## Begin SUPPLIED RECORDS

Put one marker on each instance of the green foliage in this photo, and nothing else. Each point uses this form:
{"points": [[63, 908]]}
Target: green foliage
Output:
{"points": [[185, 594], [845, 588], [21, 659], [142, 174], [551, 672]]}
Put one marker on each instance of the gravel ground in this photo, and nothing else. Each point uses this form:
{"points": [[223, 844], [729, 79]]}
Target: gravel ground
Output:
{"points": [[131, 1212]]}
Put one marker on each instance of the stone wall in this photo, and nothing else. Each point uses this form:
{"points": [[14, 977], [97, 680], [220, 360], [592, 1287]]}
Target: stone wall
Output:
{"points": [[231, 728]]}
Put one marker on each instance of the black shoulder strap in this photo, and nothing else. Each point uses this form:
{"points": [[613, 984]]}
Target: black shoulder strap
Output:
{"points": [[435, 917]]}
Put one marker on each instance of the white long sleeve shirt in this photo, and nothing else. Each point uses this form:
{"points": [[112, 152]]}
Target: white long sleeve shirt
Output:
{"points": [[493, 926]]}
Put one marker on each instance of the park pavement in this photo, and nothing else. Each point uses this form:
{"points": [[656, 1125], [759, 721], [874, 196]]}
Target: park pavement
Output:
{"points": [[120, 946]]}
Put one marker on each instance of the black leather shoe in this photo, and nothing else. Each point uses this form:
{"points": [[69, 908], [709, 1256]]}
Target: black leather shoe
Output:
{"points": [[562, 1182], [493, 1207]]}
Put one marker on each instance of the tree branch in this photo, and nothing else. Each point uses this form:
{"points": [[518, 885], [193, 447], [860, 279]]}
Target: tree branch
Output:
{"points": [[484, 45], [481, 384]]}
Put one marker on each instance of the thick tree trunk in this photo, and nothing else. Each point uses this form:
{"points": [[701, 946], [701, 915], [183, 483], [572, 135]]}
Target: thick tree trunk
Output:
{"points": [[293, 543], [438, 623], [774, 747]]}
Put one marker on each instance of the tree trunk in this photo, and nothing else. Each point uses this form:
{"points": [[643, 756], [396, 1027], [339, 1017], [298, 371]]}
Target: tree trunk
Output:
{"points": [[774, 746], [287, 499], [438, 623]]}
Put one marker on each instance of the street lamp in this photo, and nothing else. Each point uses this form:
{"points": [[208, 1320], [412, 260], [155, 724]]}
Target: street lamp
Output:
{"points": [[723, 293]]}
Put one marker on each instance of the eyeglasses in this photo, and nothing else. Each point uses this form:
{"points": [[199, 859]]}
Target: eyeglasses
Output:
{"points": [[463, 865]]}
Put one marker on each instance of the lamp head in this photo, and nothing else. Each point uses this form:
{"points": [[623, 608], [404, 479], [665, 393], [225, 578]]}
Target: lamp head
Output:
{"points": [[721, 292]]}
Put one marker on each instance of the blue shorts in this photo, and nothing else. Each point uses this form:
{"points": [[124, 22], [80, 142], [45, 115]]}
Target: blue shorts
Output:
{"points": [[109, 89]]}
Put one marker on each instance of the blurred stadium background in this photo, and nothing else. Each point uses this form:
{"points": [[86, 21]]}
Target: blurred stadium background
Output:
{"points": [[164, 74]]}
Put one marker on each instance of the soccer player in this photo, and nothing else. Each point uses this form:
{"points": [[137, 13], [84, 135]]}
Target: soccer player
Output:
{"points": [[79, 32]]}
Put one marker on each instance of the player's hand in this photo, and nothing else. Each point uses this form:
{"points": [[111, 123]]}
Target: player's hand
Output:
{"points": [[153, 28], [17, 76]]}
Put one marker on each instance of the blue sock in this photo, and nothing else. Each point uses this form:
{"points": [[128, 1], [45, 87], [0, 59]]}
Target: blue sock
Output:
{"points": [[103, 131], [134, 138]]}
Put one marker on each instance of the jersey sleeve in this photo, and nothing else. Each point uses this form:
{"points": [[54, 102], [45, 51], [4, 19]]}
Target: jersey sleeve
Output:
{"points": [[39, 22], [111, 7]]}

## End SUPPLIED RECORDS

* [WRITTEN REQUEST]
Turn the data above into a JSON list of strings, one string per line, leaving out blank lines. Begin at the line that has "Put one marker on each instance of the lamp" and go through the end of the data.

* [EXERCISE RESULT]
[
  "Put one marker on each instance of the lamp head in this photo, and nothing else. Each point uses this form:",
  "{\"points\": [[623, 608], [404, 479], [665, 393], [225, 578]]}",
  "Target: lamp head",
  "Output:",
  "{\"points\": [[721, 292]]}",
  "Put one marker on each instance of the blue shorts in this photo, and nothing else. Each point uses this form:",
  "{\"points\": [[124, 22], [80, 142], [45, 115]]}",
  "Target: blue shorts",
  "Output:",
  "{\"points\": [[109, 89]]}",
  "Put one marker on each instance of the blurred stadium background in this photo, and nothing else. Each point uses this form:",
  "{\"points\": [[86, 21]]}",
  "Target: blurred stadium background",
  "Output:",
  "{\"points\": [[164, 74]]}",
  "Put one marker on each instance of the soccer player in this photo, and nothing else. Each point uses this form:",
  "{\"points\": [[137, 13], [84, 135]]}",
  "Target: soccer player",
  "Output:",
  "{\"points\": [[79, 32]]}",
  "Put one marker on each instance of the player's hand in this photo, and nothing else. Each point uses this form:",
  "{\"points\": [[111, 123]]}",
  "Target: player's hand",
  "Output:",
  "{\"points\": [[153, 28], [17, 76]]}",
  "Put one marker on each instance of the blue sock in this photo, and nothing else. Each point uses this form:",
  "{\"points\": [[128, 1], [45, 87], [0, 59]]}",
  "Target: blue sock",
  "Output:",
  "{\"points\": [[103, 131], [134, 138]]}",
  "Put one marker on each instance of the jersey sleeve in this photo, and nothing else. Each point uses this form:",
  "{\"points\": [[54, 102], [45, 51], [4, 19]]}",
  "Target: jersey sleeve",
  "Output:",
  "{\"points\": [[39, 22], [111, 7]]}"
]